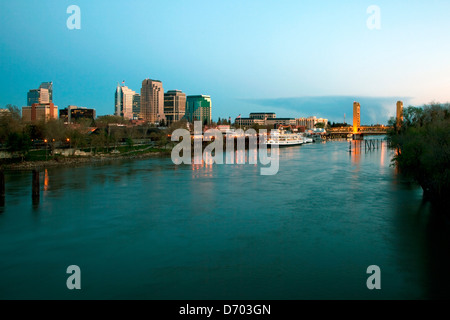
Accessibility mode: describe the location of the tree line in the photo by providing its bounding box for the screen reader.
[387,103,450,204]
[0,105,190,161]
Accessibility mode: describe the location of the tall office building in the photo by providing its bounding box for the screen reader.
[115,83,136,120]
[27,88,49,106]
[353,102,361,133]
[39,82,53,102]
[24,82,57,122]
[140,79,165,123]
[133,94,141,120]
[186,95,212,125]
[396,101,403,127]
[27,82,53,106]
[164,90,186,125]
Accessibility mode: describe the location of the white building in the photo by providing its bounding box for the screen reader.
[115,83,137,120]
[296,116,328,130]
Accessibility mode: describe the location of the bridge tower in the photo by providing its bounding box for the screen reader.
[353,102,361,134]
[396,101,403,128]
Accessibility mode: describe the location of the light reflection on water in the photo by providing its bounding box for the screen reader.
[0,140,449,300]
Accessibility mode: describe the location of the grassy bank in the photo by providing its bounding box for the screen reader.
[0,145,172,171]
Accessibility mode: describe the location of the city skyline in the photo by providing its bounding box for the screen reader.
[2,1,450,124]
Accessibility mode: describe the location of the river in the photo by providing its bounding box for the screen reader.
[1,140,449,299]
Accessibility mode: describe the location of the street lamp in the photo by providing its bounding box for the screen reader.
[44,139,48,161]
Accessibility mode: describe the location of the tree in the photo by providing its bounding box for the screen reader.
[0,105,23,145]
[90,132,106,154]
[315,122,326,129]
[167,119,188,135]
[44,120,67,155]
[387,103,450,203]
[6,132,31,161]
[156,133,169,149]
[126,137,134,149]
[67,128,87,155]
[95,115,125,126]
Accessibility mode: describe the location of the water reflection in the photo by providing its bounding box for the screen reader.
[350,140,361,167]
[43,169,49,192]
[0,141,448,299]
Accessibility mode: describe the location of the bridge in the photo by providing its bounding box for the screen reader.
[326,126,391,139]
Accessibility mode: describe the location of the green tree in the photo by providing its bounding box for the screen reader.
[90,132,106,154]
[95,115,125,126]
[388,103,450,203]
[44,120,67,155]
[315,122,326,129]
[67,128,87,155]
[0,105,22,145]
[126,137,134,149]
[6,132,31,161]
[167,119,188,135]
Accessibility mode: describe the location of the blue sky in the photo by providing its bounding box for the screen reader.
[1,0,450,124]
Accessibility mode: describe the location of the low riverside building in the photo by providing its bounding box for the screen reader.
[296,116,328,130]
[22,103,58,122]
[60,106,96,124]
[235,115,295,127]
[249,112,276,120]
[235,117,265,127]
[266,118,296,126]
[235,112,276,127]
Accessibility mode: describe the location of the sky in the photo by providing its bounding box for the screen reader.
[1,0,450,124]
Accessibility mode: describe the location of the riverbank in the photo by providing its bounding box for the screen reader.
[1,149,171,171]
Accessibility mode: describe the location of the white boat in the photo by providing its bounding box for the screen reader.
[265,130,304,147]
[299,133,313,143]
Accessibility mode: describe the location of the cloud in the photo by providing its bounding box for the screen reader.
[239,96,412,125]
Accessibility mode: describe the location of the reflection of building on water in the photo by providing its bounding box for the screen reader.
[380,141,385,167]
[350,140,361,165]
[44,169,49,192]
[349,138,390,168]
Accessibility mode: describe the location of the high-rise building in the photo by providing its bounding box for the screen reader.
[396,101,403,127]
[27,88,49,106]
[186,95,212,125]
[27,82,53,106]
[39,82,53,102]
[140,79,165,123]
[24,82,57,122]
[115,83,136,120]
[133,94,141,120]
[164,90,186,125]
[353,102,361,133]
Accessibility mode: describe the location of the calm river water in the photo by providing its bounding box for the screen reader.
[1,140,449,300]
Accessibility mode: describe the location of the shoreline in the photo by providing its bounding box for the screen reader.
[1,150,171,171]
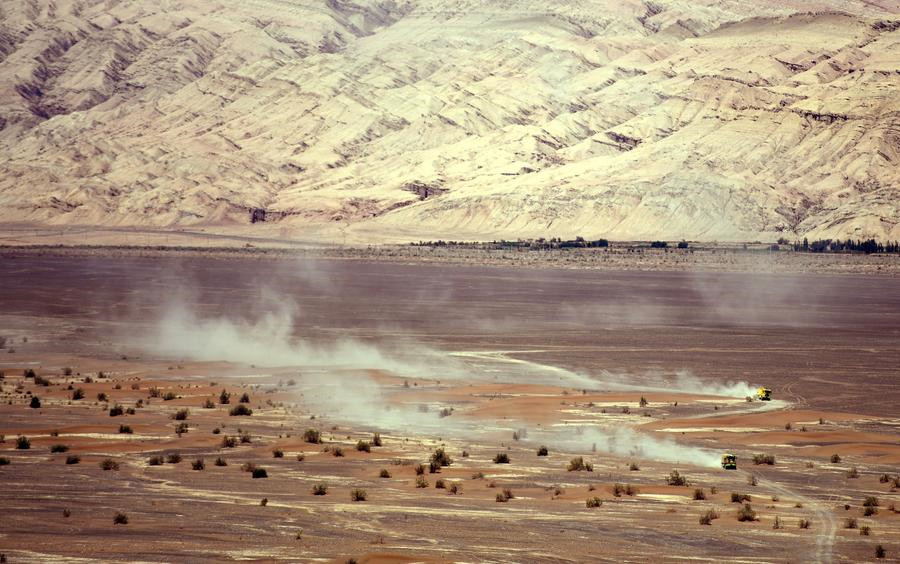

========================

- EXERCISE PROMPT
In the records above, find the line that contains "Accessibility mode: describe the location of the low" and repeat exactly that line and all lines after it to the end. Do not include pictures.

- REPLY
Accessibility mode: describe the location of the low riverside building in the photo by providing its bounding box for the screen reader.
[296,116,328,130]
[22,103,58,122]
[60,106,96,124]
[235,115,295,127]
[249,112,276,120]
[235,117,265,127]
[266,118,296,126]
[235,112,276,127]
Accessibility mode: describe the location of the sky in the photo by providing its bounding box for the screen reader.
[1,0,450,124]
Accessibility mode: describe the location of the riverbank in the photo by providing its bounding box for the screen reader.
[1,149,171,171]
Accessibility mode: describe the location of the white boat in the photo by providing its bounding box for the screen reader.
[265,130,304,147]
[299,133,313,143]
Accessibility mode: describe the location of the cloud in the photo by providing its bounding box for the screen reader.
[239,96,412,125]
Accessibility mode: describe the location of the reflection of building on water in the photo by providing its bounding box for the screen reader.
[380,141,385,167]
[350,140,361,165]
[44,169,49,192]
[349,138,390,168]
Accessibility mode: describe the location of the high-rise building in the photo by providing its bounding box for the screen reader.
[396,101,403,127]
[27,88,49,106]
[186,95,212,125]
[27,82,53,106]
[39,82,53,102]
[140,79,165,123]
[24,82,57,122]
[115,83,136,120]
[133,94,141,120]
[164,90,186,125]
[353,102,361,133]
Accessibility mode: describe the location of the calm river water in the photo by providing its bounding box for the screen reader.
[1,140,449,300]
Accessibility mode: describe the location of the shoreline in the photo by providing its bounding box for the screen reader.
[1,150,171,171]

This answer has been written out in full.